(Coordinate annotation entries)
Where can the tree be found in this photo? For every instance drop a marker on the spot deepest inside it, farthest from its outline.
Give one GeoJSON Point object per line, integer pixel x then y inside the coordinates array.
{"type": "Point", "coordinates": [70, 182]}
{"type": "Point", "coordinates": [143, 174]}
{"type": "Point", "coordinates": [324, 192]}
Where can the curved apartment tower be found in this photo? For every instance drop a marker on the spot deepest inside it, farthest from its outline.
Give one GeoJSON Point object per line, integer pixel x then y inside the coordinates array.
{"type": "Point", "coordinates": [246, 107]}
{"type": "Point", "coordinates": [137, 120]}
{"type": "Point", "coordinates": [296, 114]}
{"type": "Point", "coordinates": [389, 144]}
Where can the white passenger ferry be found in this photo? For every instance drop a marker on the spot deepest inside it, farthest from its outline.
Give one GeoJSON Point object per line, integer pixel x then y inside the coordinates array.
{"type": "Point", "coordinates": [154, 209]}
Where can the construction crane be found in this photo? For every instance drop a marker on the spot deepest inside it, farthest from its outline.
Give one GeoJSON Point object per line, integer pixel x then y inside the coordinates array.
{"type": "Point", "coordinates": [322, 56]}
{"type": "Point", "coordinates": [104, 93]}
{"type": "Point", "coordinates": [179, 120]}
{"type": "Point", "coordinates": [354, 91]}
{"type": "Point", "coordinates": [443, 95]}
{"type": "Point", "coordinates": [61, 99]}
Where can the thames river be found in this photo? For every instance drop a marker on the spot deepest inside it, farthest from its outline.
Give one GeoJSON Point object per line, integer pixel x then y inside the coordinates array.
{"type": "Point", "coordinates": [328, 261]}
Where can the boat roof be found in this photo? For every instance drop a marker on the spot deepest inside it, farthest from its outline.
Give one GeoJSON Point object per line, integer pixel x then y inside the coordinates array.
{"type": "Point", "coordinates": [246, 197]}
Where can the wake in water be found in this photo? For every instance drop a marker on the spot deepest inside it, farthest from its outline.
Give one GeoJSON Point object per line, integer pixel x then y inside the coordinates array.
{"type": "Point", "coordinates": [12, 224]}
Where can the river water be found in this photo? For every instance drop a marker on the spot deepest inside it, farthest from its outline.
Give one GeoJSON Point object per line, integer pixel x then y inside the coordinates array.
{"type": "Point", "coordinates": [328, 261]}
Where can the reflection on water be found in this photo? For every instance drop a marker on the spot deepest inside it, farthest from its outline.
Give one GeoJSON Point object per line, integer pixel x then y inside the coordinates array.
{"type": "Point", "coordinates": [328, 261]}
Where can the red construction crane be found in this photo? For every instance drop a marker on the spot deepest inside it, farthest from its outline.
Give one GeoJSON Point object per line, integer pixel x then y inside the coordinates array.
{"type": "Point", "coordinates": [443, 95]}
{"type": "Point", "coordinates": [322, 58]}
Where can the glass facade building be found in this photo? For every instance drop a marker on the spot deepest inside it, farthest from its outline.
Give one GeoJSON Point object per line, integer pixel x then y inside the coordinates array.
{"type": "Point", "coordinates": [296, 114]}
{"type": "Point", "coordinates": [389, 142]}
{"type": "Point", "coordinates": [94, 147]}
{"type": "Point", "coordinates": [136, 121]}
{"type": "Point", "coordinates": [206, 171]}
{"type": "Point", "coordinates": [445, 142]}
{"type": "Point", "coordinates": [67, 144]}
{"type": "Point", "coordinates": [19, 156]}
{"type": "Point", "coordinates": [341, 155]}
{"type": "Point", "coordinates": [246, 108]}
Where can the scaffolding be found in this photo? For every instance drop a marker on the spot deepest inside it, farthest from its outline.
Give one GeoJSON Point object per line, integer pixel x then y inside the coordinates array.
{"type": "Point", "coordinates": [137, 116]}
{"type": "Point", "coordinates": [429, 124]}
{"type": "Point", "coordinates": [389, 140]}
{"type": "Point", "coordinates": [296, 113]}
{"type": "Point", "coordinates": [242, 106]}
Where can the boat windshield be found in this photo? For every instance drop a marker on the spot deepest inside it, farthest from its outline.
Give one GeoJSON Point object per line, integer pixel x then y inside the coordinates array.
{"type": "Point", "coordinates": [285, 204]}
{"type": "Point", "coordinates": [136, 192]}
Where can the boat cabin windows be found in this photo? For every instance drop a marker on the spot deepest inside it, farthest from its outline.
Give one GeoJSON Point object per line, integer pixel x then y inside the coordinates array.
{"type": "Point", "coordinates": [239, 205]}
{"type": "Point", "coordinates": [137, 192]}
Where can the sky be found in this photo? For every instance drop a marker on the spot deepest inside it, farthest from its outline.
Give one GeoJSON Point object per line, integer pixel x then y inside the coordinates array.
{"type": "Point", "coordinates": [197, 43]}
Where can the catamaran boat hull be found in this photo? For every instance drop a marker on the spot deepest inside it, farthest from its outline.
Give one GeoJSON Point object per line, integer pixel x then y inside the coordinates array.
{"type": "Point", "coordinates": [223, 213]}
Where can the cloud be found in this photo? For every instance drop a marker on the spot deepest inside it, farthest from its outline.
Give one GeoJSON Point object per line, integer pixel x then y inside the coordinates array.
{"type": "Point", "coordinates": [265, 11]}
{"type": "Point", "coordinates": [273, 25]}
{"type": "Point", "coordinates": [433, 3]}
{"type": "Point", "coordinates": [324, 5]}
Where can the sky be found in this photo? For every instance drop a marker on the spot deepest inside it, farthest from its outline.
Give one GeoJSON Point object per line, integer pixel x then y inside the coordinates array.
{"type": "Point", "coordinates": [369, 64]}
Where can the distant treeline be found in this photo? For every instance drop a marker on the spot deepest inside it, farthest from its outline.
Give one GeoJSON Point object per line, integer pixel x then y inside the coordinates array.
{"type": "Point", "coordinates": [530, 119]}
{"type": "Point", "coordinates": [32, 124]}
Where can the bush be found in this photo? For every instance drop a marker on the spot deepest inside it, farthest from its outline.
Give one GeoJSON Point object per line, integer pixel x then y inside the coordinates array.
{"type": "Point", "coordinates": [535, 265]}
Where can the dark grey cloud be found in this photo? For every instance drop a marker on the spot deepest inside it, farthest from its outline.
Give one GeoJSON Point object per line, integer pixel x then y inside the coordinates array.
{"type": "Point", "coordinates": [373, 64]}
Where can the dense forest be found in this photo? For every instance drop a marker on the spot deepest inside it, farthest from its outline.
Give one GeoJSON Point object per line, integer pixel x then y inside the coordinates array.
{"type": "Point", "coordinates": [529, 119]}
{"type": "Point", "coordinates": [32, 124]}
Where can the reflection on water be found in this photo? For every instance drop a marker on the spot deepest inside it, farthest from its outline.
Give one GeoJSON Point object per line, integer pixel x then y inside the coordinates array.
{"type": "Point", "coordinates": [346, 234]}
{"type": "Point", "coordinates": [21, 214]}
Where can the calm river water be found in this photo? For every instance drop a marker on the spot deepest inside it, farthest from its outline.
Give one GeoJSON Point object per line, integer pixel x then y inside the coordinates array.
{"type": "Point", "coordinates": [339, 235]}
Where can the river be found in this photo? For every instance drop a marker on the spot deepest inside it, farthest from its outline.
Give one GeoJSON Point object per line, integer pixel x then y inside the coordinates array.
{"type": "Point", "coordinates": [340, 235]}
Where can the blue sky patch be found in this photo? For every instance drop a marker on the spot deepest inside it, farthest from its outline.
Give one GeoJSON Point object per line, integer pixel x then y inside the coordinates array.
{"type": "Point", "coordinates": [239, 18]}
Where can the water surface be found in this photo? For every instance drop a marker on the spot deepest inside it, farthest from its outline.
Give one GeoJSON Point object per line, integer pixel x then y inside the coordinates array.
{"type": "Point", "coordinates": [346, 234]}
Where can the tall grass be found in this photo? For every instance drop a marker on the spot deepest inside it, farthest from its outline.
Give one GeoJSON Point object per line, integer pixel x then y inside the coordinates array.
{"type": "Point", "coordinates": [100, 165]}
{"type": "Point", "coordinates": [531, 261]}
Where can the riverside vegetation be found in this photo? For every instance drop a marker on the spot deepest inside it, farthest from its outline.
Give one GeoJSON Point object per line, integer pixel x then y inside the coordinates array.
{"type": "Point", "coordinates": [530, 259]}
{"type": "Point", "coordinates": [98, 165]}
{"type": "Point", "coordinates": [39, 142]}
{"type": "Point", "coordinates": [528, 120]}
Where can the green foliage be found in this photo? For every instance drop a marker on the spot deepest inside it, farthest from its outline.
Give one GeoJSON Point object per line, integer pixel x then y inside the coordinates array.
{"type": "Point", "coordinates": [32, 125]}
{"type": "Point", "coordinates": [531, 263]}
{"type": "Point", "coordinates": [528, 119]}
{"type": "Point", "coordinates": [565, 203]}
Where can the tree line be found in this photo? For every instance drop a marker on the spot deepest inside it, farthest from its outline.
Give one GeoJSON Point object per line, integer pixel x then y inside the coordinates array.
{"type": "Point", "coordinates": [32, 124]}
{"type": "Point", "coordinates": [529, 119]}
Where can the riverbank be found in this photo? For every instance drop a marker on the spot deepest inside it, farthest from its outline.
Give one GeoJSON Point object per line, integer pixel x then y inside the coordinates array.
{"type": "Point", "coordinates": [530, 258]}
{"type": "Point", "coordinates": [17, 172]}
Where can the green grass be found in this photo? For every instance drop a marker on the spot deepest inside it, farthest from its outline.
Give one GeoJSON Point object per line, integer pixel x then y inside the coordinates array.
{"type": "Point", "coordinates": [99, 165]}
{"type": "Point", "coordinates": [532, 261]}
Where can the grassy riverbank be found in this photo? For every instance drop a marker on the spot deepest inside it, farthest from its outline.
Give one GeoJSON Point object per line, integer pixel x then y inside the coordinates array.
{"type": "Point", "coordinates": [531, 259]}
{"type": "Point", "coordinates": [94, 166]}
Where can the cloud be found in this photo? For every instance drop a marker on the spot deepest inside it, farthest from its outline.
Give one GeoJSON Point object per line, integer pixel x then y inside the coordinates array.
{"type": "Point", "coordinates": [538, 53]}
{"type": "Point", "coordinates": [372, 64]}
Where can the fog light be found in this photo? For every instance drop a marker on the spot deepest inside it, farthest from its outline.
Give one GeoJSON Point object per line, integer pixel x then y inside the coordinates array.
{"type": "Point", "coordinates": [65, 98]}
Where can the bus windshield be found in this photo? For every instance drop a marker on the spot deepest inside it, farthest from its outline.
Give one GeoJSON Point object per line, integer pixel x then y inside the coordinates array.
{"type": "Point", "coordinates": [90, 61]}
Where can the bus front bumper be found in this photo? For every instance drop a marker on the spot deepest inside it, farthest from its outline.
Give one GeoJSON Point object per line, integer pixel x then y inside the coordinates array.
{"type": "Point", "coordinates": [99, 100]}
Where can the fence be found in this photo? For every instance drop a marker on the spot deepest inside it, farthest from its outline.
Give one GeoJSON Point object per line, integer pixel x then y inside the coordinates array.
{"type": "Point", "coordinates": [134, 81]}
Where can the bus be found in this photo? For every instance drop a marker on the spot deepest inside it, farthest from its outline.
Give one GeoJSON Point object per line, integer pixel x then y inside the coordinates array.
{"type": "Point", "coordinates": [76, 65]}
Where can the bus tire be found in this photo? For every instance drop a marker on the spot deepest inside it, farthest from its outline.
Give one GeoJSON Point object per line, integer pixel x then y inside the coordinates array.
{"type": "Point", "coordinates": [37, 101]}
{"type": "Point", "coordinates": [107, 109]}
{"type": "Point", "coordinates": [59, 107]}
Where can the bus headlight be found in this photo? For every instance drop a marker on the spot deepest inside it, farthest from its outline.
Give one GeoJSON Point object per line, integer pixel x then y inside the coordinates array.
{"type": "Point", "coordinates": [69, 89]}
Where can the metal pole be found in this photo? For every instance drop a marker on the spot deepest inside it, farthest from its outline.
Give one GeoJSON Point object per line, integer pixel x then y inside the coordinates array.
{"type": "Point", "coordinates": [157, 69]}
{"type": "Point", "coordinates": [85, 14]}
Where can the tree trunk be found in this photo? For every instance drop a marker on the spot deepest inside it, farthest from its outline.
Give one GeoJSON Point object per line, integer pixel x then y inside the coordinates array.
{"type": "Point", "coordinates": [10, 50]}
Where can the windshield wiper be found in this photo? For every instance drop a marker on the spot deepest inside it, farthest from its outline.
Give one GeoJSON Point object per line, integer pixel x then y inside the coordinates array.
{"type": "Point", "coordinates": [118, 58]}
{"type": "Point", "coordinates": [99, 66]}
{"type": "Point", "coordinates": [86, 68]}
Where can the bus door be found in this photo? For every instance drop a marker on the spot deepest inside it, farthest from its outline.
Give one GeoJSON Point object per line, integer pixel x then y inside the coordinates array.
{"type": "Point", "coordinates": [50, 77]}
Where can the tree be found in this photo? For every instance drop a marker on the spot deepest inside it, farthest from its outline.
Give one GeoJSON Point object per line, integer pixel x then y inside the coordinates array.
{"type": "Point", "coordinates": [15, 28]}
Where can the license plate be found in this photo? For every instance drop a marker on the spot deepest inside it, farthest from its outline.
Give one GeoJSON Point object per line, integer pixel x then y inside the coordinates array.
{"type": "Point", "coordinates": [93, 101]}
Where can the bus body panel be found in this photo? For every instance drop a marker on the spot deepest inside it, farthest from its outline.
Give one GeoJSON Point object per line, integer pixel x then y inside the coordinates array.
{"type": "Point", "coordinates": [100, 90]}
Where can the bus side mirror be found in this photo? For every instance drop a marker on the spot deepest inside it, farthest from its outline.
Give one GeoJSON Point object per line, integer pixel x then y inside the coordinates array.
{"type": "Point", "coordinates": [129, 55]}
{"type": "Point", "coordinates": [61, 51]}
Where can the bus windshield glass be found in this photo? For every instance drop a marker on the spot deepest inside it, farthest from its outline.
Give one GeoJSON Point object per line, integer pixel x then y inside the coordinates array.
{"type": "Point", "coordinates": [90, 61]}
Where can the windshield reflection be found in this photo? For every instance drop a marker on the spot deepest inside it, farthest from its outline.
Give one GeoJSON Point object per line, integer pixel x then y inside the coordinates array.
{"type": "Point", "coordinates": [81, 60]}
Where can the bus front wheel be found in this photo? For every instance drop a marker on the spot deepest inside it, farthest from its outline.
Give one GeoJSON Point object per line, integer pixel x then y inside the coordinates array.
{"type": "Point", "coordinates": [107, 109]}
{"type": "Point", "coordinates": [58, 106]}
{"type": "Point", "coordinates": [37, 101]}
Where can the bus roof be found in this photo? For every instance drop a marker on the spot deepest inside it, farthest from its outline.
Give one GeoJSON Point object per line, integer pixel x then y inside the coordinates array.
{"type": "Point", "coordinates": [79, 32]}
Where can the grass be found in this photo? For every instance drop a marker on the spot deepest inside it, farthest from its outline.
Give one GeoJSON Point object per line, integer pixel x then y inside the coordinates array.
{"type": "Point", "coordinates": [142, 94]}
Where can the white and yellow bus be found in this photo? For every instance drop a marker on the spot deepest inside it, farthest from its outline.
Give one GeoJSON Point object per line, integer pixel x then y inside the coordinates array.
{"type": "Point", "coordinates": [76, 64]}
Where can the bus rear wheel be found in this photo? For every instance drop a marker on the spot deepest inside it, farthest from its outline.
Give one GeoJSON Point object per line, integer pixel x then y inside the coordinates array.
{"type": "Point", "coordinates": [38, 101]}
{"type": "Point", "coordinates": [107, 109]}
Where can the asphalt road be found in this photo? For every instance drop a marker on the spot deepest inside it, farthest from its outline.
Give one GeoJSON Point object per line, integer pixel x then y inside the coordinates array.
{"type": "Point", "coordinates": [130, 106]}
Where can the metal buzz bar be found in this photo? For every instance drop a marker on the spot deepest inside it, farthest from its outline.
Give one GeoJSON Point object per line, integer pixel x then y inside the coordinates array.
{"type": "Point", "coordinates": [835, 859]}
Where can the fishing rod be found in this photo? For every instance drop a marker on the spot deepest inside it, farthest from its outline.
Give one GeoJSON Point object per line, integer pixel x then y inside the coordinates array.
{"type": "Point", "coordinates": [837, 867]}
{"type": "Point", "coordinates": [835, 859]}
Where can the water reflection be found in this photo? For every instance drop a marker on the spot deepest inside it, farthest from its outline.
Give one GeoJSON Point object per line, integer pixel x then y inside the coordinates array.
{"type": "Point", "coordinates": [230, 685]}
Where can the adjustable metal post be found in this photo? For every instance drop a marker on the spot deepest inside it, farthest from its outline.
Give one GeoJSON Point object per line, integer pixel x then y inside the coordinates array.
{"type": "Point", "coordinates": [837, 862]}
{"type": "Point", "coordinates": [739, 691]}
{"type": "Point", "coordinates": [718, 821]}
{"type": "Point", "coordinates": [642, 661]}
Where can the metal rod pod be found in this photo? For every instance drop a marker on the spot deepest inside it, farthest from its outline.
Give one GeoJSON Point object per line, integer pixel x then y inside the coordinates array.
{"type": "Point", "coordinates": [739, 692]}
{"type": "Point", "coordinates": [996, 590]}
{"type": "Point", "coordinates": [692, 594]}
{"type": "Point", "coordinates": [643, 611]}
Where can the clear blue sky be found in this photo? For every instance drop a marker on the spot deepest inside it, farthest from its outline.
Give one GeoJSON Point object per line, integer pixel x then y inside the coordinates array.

Task to carry out → Quote, without any change, each line from the one that contains "Where can the metal buzz" through the end of the material.

Exercise response →
Where can the metal buzz bar be found in this photo? For every instance drop a marker on the spot deepest inside it, farthest from its outline.
Give one GeoJSON Point object per line, integer pixel x then y inside the coordinates array.
{"type": "Point", "coordinates": [835, 859]}
Where can the fishing rod be found in this photo? For every instance drop a marker on the spot deepest inside it, farthest from its outline.
Give one GeoJSON Point object per line, integer pixel x then y inside the coordinates array.
{"type": "Point", "coordinates": [837, 867]}
{"type": "Point", "coordinates": [835, 859]}
Where can the water reflection be found in this photo? For every instance drop a marker on the spot deepest inside it, farthest from its outline.
Give one GeoJSON Point object per line, integer pixel x then y inside the coordinates array.
{"type": "Point", "coordinates": [230, 685]}
Where can the adjustable metal post be found in this photo? For every instance drop a marker on the spot deepest inside it, farthest from its outline.
Give one GeoJSON Point object per line, integer pixel x then y inside the coordinates array.
{"type": "Point", "coordinates": [837, 862]}
{"type": "Point", "coordinates": [739, 691]}
{"type": "Point", "coordinates": [718, 821]}
{"type": "Point", "coordinates": [642, 661]}
Where can the metal rod pod be found in this photo? For every instance drop a marker on the spot deepest inside it, farthest from its outline.
Give one GeoJSON Point object per line, integer pixel x then y inside the coordinates array.
{"type": "Point", "coordinates": [739, 692]}
{"type": "Point", "coordinates": [996, 590]}
{"type": "Point", "coordinates": [692, 594]}
{"type": "Point", "coordinates": [643, 611]}
Where can the clear blue sky be found in this photo? For every instance drop a marker on the spot deepest inside it, farthest from its outline.
Give one GeoJSON Point object per line, integer pixel x then y inside the coordinates array.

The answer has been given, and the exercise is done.